→ **Exercise description**: Each of the lines below must be restated exactly.

(Natural language region descriptions)
((

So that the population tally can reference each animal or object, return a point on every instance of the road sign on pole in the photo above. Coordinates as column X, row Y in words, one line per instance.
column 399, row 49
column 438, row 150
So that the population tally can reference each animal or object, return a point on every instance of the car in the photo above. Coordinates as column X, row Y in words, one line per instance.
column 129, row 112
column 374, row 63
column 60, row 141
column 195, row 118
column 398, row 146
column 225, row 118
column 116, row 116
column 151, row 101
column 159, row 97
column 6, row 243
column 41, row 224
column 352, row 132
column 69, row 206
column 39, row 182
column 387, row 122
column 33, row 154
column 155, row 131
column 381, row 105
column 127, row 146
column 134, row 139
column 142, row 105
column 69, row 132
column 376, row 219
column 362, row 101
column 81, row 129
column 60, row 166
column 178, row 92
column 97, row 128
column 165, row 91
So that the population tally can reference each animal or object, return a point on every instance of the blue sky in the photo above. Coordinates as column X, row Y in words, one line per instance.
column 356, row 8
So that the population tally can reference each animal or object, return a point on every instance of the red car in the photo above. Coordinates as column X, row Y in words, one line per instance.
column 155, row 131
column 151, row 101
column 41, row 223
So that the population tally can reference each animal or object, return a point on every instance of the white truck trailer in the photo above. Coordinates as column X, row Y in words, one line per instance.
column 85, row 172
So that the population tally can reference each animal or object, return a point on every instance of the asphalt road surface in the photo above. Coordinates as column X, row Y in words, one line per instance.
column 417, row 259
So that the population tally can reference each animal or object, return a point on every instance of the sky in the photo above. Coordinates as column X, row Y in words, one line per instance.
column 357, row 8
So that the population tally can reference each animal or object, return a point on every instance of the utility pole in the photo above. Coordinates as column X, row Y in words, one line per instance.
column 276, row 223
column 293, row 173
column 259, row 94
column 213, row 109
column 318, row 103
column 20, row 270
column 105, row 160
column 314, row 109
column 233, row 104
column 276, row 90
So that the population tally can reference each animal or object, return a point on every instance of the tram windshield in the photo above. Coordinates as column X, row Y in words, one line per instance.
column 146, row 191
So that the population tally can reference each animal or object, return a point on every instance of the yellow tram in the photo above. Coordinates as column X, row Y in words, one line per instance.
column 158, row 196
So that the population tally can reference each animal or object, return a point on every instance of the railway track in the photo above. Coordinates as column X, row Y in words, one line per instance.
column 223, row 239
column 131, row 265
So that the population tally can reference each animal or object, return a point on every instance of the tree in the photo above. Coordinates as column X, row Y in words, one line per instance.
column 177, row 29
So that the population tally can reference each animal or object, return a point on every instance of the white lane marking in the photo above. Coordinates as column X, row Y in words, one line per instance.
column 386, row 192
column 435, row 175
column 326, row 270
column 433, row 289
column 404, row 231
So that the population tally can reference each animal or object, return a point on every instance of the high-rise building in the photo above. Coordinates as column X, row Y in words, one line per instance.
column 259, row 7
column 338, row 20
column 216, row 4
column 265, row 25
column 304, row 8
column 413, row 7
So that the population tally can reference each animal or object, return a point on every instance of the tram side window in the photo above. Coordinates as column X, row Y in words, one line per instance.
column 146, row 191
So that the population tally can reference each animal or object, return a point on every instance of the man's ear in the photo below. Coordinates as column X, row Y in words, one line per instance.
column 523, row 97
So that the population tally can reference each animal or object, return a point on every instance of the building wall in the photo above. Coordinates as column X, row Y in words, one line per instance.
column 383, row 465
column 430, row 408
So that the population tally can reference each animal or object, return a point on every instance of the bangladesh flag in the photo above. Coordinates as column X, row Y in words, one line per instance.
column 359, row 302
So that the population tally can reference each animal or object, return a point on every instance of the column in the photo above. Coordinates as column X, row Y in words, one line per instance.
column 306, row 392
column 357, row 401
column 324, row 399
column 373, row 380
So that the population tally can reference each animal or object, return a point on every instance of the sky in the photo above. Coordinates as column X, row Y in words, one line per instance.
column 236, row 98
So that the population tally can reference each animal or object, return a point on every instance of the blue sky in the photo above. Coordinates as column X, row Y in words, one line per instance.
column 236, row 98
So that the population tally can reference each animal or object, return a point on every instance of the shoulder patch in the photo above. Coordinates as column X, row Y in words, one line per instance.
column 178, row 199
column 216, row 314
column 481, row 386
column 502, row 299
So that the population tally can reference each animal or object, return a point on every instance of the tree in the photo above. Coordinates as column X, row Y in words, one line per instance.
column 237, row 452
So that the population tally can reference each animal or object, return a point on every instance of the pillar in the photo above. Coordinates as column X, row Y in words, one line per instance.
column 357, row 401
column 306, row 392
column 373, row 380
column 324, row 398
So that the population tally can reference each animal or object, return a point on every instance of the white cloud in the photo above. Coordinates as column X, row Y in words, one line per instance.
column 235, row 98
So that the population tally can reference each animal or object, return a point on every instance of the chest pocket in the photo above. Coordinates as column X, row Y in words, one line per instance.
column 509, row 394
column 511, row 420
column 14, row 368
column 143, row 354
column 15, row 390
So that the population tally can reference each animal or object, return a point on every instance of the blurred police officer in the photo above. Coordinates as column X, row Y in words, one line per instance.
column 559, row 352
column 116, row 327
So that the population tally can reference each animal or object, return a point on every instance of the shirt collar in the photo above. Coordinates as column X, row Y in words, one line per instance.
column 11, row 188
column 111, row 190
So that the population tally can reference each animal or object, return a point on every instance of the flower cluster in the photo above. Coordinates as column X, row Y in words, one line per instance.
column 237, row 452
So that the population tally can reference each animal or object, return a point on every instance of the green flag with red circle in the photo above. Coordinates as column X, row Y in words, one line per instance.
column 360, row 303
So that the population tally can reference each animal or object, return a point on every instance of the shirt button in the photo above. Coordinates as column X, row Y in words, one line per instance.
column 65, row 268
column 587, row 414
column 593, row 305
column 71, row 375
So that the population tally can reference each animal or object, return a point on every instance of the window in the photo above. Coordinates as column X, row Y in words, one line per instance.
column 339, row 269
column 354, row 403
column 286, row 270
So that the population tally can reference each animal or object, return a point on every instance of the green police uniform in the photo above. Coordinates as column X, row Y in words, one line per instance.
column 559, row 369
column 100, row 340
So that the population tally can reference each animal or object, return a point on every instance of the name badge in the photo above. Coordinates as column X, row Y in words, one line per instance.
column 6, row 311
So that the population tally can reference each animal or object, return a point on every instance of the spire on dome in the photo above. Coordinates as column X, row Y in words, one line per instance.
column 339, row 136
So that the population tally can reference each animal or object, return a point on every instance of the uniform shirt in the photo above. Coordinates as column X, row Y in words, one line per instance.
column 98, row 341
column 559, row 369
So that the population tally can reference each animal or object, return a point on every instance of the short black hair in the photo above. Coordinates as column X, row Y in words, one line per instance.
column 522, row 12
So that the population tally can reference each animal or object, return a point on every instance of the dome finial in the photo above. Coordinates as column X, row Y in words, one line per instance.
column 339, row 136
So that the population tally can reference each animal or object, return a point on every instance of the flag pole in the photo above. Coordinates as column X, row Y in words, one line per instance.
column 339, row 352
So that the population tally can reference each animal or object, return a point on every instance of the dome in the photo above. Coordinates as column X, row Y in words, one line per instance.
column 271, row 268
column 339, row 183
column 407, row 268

))

→ **Problem solution**:
So that the population tally can reference each animal or object, return a point on every instance of the road sign on pole in the photo above. Coordinates as column X, row Y in words, one line per instance.
column 399, row 49
column 438, row 150
So that the population tally can reference each animal or object, return a point on every instance of the car in the photo above. Coordinates as column X, row Y in words, one line per instance.
column 129, row 112
column 374, row 63
column 60, row 141
column 195, row 118
column 398, row 146
column 225, row 118
column 116, row 116
column 151, row 101
column 159, row 97
column 6, row 243
column 41, row 224
column 352, row 132
column 69, row 206
column 39, row 182
column 387, row 122
column 33, row 154
column 155, row 131
column 381, row 105
column 127, row 146
column 134, row 139
column 142, row 105
column 69, row 132
column 376, row 219
column 362, row 101
column 81, row 129
column 60, row 166
column 178, row 92
column 97, row 128
column 165, row 91
So that the population tally can reference each animal or object, return a point on every instance of the blue sky in the photo above. Coordinates as column X, row Y in words, one line per instance.
column 356, row 8
So that the population tally can reference each animal or object, return a point on every instance of the red car in the photo above. Coordinates as column X, row Y in words, one line per instance.
column 155, row 131
column 151, row 101
column 41, row 223
So that the population tally can reference each animal or object, return a point on every instance of the white truck trailer in the photo above. Coordinates as column X, row Y in words, one line per instance.
column 85, row 172
So that the population tally can reference each animal or object, return a point on every instance of the asphalt road surface in the photo above. Coordinates as column X, row Y in words, one line per instance.
column 417, row 259
So that the population tally can reference each animal or object, return a point on every instance of the sky in the photo above. Coordinates as column X, row Y in words, one line per instance.
column 357, row 8
So that the population tally can reference each animal or object, return a point on every instance of the utility pole in the photo above. Coordinates as column X, row Y in words, one line per instance.
column 276, row 223
column 293, row 173
column 259, row 94
column 213, row 109
column 318, row 103
column 20, row 270
column 105, row 160
column 314, row 109
column 233, row 104
column 276, row 90
So that the population tally can reference each animal or object, return a point on every instance of the tram windshield in the photo above. Coordinates as column X, row Y in words, one line per instance.
column 146, row 191
So that the population tally can reference each animal or object, return a point on every instance of the yellow tram in the photo above. Coordinates as column X, row Y in words, one line per instance.
column 158, row 196
So that the population tally can reference each animal or object, return a point on every instance of the railway track in the photo above. Coordinates as column X, row Y in words, one line per instance.
column 223, row 239
column 131, row 265
So that the population tally can reference each animal or object, return a point on every instance of the tree in the photo above. Coordinates as column X, row Y in words, one line per instance.
column 177, row 29
So that the population tally can reference each animal or object, return a point on every instance of the white lane marking in the photo above. Coordinates as column X, row Y in words, one line per instance.
column 386, row 192
column 435, row 175
column 326, row 270
column 433, row 289
column 404, row 231
So that the population tally can reference each animal or object, return a point on every instance of the high-rise building in the photo above. Coordinates as column X, row Y in words, one line per instance.
column 259, row 7
column 338, row 20
column 216, row 4
column 265, row 25
column 304, row 8
column 413, row 7
So that the population tally can reference each animal or object, return a point on every instance of the tram side window in the photo above. Coordinates as column X, row Y in words, one line per instance.
column 146, row 191
So that the population tally can reference each animal or object, return a point on every instance of the man's ear in the photo below. Coordinates as column X, row Y in words, one line per instance.
column 523, row 97
So that the population tally can reference each animal or object, return a point on every instance of the building wall in the photo above. Coordinates as column X, row Y in words, one line per instance.
column 383, row 465
column 430, row 408
So that the population tally can reference each animal or object, return a point on every instance of the bangladesh flag in the photo above. Coordinates as column X, row Y in words, one line per instance.
column 359, row 302
So that the population tally can reference each animal or object, return a point on every instance of the column in the photo above. Coordinates as column X, row Y in words, one line per instance.
column 306, row 392
column 357, row 401
column 324, row 399
column 373, row 380
So that the population tally can reference each animal or object, return a point on every instance of the sky in the photo above. Coordinates as column X, row Y in words, one line per instance.
column 236, row 98
So that the population tally can reference each animal or object, return a point on every instance of the blue sky in the photo above. Coordinates as column X, row Y in words, one line per instance.
column 236, row 98
So that the population tally can reference each animal or object, return a point on every instance of the shoulder patch in the photo above. Coordinates as column X, row Y in words, one line per instance.
column 178, row 199
column 216, row 314
column 481, row 386
column 502, row 299
So that the population tally can reference each animal or object, return a point on every instance of the tree in the photo above. Coordinates as column X, row Y in words, one line per instance.
column 237, row 452
So that the population tally can reference each animal or object, return a point on every instance of the pillar in the photo above. Coordinates as column X, row Y in words, one line per instance.
column 357, row 401
column 306, row 392
column 373, row 380
column 324, row 398
So that the population tally can reference each animal or object, return a point on every instance of the white cloud in the photo above. Coordinates as column X, row Y in words, one line per instance.
column 235, row 98
So that the population tally can reference each animal or object, return a point on every instance of the chest pocket in the photo above. Coordinates as column X, row Y in words, one line per instance.
column 509, row 394
column 511, row 420
column 14, row 368
column 143, row 354
column 15, row 390
So that the population tally can reference each animal or object, return a point on every instance of the blurred police officer in the photo above. Coordinates as column X, row Y in words, one line per instance.
column 559, row 352
column 116, row 327
So that the population tally can reference each animal or object, return a point on every instance of the shirt collar in the photo above. Coordinates as column X, row Y in words, one line per instance.
column 11, row 188
column 111, row 190
So that the population tally can reference each animal or object, return a point on every instance of the flower cluster in the photo above. Coordinates as column X, row Y in words, one line per instance.
column 237, row 452
So that the population tally can reference each animal or object, return a point on every instance of the green flag with red circle in the photo above. Coordinates as column X, row Y in words, one line per instance.
column 360, row 303
So that the population tally can reference each animal or object, return a point on every instance of the shirt button in the photo above. Coordinates as column X, row Y in words, one line per instance.
column 65, row 268
column 587, row 414
column 593, row 305
column 71, row 375
So that the population tally can reference each animal or object, return a point on every instance of the window in the photo above. Coordinates as column X, row Y in words, one line per instance.
column 339, row 269
column 354, row 403
column 286, row 270
So that the population tally can reference each animal or object, return a point on every instance of the green police uniform in the photo above. Coordinates as column X, row Y in words, one line per instance.
column 559, row 369
column 100, row 340
So that the population tally can reference each animal or object, return a point on every instance of the name badge in the photo above. Coordinates as column X, row Y in words, one line per instance.
column 6, row 311
So that the population tally can reference each animal or object, return a point on every instance of the spire on dome in the photo above. Coordinates as column X, row Y in words, one line per instance.
column 339, row 136
So that the population tally can reference each animal or object, return a point on every instance of the uniform shirt in the photo above. Coordinates as column X, row Y in words, one line per instance.
column 98, row 341
column 559, row 369
So that the population tally can reference each animal or object, return a point on every instance of the short black hair in the photo above. Coordinates as column X, row Y in words, one line per instance.
column 522, row 12
So that the population tally can reference each animal or object, return a point on every instance of the dome finial in the photo above. Coordinates as column X, row Y in words, one line per instance.
column 339, row 136
So that the population tally can reference each animal or object, return a point on every instance of the flag pole in the photo above. Coordinates as column X, row Y in words, one line per instance.
column 339, row 352
So that the population tally can reference each animal or object, return a point on every instance of the dome in the photo above. Coordinates as column X, row Y in words, one line per instance.
column 271, row 268
column 339, row 183
column 407, row 268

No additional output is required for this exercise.